+++ Ausgewählter Abschnitt

Die restriktive Migrationspolitik der Schweiz führte dazu, dass die Familie nach dem Ende der NS-Herrschaft in Europa und damit der direkten Bedrohung  ausgewiesen wurde. Nach einer Zwischenstation in Liechtenstein gelangte sie 1947 nach Italien, wo Axel Corti schließlich einen neuen Reisepass mit seinem heutigen Namen – eigentlich Alfonso von Cassino Corti – erhielt. Ein Jahr darauf beginnt er eine Ausbildung zum Landwirt auf einem Bauernhof, erkrankt jedoch schwer und muss dieses Ziel aufgeben. In Innsbruck besucht er in der Folge 1949 die Abendschule und beginnt eine Sprech- und Schauspielausbildung bei der bekannten Lyrikerin und Schauspielerin Traute Foresti.

++++++
+++ Eingabezeilen

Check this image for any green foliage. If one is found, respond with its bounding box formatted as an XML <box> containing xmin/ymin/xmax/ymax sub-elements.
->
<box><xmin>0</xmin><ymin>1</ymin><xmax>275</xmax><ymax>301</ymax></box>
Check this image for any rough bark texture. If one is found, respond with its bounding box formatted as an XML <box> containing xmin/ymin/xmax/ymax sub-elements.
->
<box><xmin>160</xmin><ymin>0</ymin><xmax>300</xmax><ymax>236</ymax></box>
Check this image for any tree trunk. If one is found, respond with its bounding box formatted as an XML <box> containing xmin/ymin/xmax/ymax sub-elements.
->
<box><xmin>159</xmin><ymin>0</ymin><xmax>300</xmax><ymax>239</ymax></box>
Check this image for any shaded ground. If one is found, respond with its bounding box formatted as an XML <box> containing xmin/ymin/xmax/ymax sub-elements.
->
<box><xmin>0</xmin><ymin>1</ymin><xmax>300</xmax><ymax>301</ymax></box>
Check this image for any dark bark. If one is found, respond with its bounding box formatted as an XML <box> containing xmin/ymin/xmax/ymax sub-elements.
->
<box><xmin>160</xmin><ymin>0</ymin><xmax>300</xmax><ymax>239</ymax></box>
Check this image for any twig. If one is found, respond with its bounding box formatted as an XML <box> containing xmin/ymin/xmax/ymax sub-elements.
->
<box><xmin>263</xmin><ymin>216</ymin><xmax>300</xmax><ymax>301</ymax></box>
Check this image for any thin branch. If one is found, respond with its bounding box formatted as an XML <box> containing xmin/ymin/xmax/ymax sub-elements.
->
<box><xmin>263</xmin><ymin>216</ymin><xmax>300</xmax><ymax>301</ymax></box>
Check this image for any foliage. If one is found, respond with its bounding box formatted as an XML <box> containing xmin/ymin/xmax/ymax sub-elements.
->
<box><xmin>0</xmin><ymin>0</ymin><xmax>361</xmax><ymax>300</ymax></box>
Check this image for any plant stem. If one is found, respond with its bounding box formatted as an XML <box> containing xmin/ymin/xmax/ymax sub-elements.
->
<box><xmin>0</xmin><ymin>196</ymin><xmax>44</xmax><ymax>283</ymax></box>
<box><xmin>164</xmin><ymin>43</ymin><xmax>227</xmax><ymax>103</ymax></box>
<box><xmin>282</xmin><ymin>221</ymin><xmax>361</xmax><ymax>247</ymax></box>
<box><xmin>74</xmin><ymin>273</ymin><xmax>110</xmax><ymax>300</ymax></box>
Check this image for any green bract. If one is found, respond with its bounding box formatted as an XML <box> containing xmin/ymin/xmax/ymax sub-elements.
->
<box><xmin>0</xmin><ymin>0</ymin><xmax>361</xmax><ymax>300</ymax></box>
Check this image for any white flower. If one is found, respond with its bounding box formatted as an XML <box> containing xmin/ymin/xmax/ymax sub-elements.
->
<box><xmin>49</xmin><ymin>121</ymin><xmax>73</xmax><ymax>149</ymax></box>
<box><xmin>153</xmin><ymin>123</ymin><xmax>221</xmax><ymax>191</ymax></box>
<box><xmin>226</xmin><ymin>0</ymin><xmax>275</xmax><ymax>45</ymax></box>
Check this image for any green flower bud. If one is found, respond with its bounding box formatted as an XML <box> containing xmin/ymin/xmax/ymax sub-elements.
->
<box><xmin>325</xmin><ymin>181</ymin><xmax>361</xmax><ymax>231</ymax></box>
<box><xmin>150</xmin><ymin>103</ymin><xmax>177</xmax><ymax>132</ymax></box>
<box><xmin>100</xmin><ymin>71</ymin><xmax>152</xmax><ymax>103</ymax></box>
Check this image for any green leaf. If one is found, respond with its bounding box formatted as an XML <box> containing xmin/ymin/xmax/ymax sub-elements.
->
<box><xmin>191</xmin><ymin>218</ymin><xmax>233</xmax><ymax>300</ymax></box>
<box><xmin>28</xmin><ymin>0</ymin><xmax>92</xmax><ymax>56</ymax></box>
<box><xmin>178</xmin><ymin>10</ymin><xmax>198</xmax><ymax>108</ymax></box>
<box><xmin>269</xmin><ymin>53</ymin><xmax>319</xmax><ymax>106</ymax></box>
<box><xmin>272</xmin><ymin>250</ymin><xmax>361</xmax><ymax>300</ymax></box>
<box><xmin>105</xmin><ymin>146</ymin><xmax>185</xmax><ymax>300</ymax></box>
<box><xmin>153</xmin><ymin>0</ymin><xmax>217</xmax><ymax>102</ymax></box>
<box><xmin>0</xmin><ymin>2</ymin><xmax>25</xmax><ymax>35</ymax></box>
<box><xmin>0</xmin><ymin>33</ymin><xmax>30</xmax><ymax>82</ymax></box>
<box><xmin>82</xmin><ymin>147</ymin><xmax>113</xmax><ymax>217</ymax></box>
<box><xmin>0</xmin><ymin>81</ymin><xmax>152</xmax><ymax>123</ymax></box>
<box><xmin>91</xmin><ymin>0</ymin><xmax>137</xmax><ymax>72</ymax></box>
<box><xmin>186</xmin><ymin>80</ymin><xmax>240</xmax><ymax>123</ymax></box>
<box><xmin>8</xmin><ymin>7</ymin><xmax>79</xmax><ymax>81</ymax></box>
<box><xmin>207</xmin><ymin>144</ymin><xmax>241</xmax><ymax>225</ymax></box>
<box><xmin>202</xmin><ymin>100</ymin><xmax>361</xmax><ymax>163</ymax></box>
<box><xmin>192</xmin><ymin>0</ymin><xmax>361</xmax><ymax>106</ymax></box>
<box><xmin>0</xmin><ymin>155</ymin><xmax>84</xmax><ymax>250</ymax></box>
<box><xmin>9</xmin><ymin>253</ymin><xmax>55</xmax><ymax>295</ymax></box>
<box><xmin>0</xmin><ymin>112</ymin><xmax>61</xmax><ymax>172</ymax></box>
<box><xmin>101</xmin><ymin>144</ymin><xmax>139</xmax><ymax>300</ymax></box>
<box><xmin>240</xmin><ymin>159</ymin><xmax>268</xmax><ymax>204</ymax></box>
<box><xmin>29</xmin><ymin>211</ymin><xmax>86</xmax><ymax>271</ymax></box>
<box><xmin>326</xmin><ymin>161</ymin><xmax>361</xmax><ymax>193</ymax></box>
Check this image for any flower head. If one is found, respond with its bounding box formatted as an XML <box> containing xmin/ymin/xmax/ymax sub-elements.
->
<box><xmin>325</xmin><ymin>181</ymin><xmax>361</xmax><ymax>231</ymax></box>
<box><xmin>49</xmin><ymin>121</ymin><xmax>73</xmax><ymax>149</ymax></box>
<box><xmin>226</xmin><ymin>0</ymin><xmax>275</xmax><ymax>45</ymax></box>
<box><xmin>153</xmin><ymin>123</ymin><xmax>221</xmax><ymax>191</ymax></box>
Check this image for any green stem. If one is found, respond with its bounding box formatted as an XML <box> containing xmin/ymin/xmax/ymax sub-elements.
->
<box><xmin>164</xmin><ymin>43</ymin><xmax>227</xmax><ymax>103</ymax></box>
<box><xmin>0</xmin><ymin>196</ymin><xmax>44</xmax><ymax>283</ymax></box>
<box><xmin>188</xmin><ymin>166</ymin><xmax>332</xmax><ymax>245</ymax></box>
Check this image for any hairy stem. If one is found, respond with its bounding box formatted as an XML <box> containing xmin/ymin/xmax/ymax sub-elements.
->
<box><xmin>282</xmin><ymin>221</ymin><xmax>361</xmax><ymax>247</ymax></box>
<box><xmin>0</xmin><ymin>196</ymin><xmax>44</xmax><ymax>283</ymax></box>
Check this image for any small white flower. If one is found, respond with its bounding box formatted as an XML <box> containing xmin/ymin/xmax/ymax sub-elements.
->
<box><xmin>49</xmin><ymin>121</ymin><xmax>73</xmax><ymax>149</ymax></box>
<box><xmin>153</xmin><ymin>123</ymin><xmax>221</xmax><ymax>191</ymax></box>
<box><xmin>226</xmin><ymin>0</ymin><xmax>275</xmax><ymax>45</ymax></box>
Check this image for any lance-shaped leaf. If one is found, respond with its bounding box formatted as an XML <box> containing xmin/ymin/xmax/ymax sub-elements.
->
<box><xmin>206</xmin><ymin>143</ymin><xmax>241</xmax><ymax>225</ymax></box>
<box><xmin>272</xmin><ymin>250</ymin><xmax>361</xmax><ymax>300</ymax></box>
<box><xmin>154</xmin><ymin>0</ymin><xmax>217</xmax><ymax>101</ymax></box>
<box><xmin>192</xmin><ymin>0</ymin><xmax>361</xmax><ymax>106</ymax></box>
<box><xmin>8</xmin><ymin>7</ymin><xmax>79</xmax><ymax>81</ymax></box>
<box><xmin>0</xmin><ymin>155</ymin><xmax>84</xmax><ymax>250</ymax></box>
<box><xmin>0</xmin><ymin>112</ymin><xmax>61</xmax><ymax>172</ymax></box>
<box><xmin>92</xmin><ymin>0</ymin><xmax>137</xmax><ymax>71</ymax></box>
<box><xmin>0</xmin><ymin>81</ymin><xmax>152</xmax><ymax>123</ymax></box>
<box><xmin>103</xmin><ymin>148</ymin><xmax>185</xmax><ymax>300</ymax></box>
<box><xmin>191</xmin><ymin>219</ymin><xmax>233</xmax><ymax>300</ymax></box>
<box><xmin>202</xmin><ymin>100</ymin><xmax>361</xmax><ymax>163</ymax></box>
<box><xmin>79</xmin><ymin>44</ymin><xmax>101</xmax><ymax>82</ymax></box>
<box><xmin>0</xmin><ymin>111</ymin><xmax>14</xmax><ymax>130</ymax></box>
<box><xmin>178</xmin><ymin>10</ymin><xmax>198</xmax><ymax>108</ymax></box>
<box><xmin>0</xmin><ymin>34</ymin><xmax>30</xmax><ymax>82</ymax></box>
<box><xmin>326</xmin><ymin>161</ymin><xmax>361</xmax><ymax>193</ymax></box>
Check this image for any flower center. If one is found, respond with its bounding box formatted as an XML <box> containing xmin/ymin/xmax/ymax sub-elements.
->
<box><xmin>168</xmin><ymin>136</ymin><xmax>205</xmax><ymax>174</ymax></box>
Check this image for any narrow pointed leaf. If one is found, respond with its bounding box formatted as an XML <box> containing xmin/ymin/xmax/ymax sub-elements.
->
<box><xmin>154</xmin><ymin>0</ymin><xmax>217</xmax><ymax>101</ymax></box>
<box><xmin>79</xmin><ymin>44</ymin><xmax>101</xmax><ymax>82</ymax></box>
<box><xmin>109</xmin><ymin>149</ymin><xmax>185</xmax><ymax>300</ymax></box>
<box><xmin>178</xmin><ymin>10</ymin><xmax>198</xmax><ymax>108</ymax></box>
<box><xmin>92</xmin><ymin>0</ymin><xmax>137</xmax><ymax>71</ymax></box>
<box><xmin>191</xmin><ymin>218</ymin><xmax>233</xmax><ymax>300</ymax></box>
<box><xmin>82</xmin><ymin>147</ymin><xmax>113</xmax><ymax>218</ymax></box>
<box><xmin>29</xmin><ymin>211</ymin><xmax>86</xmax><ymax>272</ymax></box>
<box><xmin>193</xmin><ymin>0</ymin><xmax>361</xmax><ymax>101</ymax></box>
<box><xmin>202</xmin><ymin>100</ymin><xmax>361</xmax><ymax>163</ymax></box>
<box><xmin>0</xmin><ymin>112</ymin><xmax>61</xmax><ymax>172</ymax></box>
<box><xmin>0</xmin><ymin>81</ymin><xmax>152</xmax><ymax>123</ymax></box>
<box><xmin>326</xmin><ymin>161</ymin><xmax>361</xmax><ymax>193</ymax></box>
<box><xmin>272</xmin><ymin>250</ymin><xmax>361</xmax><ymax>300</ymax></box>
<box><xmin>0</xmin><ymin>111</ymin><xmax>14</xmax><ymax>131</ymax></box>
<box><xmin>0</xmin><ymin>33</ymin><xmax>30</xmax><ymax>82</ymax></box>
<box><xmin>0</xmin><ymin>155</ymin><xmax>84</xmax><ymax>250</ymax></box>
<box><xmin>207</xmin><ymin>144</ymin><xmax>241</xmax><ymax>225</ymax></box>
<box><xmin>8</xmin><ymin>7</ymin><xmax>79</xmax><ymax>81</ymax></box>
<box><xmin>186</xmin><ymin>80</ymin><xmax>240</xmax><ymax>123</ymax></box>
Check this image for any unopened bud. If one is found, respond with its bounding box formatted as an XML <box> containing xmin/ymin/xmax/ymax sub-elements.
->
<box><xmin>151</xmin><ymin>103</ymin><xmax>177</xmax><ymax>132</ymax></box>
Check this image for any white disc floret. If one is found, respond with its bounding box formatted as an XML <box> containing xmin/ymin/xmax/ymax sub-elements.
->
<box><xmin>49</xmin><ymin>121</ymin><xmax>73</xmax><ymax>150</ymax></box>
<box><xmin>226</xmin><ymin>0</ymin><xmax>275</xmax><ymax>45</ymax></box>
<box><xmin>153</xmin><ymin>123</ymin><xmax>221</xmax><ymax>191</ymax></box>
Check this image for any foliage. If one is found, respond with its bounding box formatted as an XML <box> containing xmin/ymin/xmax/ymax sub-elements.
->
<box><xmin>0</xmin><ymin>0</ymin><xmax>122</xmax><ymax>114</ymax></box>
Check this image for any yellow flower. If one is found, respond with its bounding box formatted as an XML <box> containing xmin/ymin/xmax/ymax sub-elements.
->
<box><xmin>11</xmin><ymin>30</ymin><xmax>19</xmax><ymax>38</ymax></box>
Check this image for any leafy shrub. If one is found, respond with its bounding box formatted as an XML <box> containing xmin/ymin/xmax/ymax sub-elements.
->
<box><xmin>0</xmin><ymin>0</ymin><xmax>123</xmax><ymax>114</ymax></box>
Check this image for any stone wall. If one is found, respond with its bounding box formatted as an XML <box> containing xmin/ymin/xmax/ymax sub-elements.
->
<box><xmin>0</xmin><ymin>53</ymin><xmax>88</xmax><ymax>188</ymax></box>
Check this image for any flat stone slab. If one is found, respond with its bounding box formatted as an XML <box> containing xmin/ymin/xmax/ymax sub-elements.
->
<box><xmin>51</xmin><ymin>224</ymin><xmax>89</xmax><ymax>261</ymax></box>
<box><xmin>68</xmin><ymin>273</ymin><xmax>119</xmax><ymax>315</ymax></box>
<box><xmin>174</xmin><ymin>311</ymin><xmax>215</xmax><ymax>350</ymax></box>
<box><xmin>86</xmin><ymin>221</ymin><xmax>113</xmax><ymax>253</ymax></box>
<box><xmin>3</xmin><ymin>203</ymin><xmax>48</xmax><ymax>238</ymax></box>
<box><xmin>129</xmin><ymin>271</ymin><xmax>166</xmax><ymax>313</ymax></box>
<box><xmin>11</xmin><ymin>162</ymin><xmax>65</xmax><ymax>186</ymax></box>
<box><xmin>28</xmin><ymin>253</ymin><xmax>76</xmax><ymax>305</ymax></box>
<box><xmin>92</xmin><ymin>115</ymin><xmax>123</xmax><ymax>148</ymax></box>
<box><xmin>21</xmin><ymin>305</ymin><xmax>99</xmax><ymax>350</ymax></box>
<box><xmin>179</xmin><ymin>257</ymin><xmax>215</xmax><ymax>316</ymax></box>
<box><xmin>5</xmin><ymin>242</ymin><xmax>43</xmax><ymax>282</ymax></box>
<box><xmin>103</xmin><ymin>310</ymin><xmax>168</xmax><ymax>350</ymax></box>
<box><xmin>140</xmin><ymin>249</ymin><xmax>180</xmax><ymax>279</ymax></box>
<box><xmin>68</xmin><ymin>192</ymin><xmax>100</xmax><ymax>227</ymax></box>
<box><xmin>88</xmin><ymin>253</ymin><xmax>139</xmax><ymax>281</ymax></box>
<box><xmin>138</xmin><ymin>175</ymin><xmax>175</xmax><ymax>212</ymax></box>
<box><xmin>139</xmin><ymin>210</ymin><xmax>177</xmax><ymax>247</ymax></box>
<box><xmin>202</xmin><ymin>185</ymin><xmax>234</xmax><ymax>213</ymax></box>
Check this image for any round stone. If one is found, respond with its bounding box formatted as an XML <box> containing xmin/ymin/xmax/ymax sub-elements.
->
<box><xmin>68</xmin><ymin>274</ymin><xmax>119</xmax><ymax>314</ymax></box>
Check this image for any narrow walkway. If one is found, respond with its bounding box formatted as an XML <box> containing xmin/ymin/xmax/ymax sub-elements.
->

++++++

#### Aufgaben zur Übung
A: Ermittle, wie viele Zeilen die Zeichenfolge "stone" enthalten, und gib nur diese Zahl an, wobei Groß- und Kleinschreibung zu beachten ist.
B: Setze den Text über Axel Corti im Anschluss an seinen letzten Satz fort.
Der Text über Axel Corti und die Zeilen stammen aus verschiedenen Quellen.

#### Lösungen
A: 3

B:
  
1951 arbeitete er für die von den französischen Befreiungstruppen eingerichteten "Sendergruppe West" für den Rundfunk und als Zeitungsjournalist und ab 1953 für Radio Innsbruck, wo er der Radioglosse "Hömbergs Kaleidophon" seine Stimme verlieh. Von 1955 bis 1960 leitete er schließlich die Literatur- und Hörspielabteilung des ORF-Landesstudios Tirol. Bereits am Beginn seiner Karriere erwarb er sich durch seine kompromisslosen Qualitätsansprüche den Ruf des "Schwierigen", wie sich der damalige Kollege und spätere Hörfunkintendant Ernst Grissemann später erinnern sollte.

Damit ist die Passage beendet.